### Action item
Gather every line of the entries that includes the word "below".

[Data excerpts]
◆ ◆ ◆ ◆

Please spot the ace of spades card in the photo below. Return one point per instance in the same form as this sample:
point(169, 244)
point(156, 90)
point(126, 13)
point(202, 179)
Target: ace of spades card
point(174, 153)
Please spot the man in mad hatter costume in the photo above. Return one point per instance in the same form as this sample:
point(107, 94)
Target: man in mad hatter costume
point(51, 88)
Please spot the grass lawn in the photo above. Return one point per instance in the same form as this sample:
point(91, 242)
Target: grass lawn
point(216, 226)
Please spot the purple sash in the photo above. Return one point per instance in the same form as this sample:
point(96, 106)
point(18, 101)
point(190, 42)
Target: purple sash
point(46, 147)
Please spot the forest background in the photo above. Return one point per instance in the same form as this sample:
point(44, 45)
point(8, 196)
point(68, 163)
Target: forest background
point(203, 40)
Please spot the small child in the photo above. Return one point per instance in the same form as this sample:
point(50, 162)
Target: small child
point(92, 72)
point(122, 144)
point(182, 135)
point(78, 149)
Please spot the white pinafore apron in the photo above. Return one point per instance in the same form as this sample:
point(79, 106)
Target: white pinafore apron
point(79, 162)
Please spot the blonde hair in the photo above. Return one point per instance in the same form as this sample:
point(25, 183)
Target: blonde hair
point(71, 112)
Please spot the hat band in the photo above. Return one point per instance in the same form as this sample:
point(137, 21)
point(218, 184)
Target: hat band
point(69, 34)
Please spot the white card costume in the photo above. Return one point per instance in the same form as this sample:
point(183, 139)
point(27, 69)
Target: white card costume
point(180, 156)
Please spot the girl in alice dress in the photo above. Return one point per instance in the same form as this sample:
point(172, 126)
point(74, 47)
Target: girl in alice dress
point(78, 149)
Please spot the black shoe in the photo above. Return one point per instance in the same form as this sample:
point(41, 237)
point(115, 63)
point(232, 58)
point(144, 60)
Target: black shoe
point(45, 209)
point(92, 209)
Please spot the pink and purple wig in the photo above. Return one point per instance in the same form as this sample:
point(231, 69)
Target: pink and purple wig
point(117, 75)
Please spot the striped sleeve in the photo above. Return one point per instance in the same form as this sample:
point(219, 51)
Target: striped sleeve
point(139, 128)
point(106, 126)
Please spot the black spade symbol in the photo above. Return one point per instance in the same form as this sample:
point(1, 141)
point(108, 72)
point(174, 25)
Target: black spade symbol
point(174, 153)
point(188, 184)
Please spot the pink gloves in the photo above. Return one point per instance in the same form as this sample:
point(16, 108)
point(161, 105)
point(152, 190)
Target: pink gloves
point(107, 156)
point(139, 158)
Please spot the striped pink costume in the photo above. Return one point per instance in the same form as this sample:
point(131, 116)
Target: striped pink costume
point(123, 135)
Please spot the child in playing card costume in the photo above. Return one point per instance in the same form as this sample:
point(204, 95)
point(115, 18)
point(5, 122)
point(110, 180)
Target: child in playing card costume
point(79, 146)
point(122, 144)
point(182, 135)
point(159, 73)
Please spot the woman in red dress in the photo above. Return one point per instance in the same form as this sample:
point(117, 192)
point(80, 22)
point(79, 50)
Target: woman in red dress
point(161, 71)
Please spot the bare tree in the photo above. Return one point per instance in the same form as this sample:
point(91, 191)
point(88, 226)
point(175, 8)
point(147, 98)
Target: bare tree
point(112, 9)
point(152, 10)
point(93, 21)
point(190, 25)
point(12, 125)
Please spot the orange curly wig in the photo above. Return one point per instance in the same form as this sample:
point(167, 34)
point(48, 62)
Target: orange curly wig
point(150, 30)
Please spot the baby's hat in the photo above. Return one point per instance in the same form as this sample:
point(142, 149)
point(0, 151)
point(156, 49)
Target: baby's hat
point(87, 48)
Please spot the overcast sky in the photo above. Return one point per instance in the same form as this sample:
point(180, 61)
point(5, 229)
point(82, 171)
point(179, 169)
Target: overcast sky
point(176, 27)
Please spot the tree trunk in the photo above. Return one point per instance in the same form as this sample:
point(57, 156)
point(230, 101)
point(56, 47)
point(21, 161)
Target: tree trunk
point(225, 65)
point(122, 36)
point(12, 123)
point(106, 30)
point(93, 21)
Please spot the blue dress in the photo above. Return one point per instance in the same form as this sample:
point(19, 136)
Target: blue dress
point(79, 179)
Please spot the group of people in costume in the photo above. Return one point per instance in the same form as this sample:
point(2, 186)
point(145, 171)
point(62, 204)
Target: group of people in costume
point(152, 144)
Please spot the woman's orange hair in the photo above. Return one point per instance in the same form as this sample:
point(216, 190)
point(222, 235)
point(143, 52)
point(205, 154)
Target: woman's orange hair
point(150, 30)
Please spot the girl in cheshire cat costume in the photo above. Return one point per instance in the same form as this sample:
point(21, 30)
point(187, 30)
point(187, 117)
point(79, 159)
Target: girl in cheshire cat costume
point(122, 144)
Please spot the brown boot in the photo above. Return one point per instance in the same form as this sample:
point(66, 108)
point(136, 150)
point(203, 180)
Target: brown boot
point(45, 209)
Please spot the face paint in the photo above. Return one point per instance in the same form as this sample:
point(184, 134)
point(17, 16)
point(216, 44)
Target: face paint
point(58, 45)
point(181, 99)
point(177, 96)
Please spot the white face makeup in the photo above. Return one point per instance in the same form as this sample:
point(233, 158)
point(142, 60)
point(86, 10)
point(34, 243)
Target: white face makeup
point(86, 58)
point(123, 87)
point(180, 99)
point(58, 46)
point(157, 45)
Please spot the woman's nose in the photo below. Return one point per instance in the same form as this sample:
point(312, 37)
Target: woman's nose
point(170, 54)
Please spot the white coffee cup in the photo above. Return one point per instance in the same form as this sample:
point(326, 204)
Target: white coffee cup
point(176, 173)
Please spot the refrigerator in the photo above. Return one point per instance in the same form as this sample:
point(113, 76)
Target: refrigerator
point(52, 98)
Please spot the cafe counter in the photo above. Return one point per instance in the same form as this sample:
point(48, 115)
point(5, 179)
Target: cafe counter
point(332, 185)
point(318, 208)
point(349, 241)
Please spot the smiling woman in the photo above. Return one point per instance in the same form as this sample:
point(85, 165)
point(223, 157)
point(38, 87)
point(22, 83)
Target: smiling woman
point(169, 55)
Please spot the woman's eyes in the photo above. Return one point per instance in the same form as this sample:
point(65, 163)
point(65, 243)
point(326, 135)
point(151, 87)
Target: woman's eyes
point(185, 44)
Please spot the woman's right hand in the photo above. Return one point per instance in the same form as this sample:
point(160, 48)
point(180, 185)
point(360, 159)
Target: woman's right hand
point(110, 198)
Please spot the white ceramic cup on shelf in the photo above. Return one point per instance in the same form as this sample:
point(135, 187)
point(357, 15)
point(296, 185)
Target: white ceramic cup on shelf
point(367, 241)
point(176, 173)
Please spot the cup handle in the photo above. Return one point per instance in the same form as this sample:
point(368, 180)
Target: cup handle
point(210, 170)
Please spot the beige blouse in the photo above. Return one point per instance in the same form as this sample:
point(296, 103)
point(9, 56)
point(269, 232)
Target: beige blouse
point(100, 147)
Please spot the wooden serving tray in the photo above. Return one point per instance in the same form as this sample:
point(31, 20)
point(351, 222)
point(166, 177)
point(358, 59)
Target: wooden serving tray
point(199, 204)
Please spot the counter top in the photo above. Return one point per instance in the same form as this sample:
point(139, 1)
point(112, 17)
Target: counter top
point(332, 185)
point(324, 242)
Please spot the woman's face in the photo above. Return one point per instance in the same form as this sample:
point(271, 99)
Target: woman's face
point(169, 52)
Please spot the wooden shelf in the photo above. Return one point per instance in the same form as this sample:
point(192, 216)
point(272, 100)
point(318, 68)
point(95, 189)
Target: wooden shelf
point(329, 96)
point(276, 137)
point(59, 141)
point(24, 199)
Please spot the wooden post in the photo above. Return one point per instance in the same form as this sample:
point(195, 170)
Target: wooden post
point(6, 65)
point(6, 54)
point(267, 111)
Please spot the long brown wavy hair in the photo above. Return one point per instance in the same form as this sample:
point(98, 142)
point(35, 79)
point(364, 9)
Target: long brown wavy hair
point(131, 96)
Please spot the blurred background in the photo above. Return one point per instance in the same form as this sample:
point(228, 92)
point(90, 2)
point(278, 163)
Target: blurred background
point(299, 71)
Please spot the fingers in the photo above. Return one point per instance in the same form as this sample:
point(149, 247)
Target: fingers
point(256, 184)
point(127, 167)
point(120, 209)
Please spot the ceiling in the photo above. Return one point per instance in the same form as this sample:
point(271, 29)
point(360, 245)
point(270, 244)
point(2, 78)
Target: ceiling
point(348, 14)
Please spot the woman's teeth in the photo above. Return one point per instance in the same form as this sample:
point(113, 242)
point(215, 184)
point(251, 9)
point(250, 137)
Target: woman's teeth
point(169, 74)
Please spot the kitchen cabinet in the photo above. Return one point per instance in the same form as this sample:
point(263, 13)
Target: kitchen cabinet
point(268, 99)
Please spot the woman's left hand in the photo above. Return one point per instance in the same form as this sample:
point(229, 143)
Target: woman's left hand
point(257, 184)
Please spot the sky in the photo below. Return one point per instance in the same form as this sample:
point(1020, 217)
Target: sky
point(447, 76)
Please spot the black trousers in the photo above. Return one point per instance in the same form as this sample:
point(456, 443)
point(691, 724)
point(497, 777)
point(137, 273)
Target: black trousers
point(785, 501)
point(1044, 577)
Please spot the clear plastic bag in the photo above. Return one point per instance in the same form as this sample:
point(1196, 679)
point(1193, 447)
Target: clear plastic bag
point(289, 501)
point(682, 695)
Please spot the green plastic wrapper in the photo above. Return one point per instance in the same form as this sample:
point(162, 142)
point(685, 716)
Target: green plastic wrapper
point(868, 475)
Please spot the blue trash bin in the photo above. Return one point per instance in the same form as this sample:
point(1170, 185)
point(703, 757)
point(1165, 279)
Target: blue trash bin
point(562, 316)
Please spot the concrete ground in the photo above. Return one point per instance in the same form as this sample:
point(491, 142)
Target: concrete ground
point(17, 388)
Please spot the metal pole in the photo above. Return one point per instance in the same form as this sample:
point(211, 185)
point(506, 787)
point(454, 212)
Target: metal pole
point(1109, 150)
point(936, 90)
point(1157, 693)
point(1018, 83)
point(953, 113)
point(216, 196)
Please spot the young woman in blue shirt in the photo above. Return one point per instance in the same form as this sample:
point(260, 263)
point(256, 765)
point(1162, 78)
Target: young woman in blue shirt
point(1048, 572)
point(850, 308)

◆ ◆ ◆ ◆

### Solution for this problem
Please spot the ace of spades card in the photo below. Return one point per instance in the same form as this sample:
Please spot the woman's nose in the photo below. Return one point per instance in the same form as this sample:
Please spot the sky in the photo below. Return one point per instance in the same form as this sample:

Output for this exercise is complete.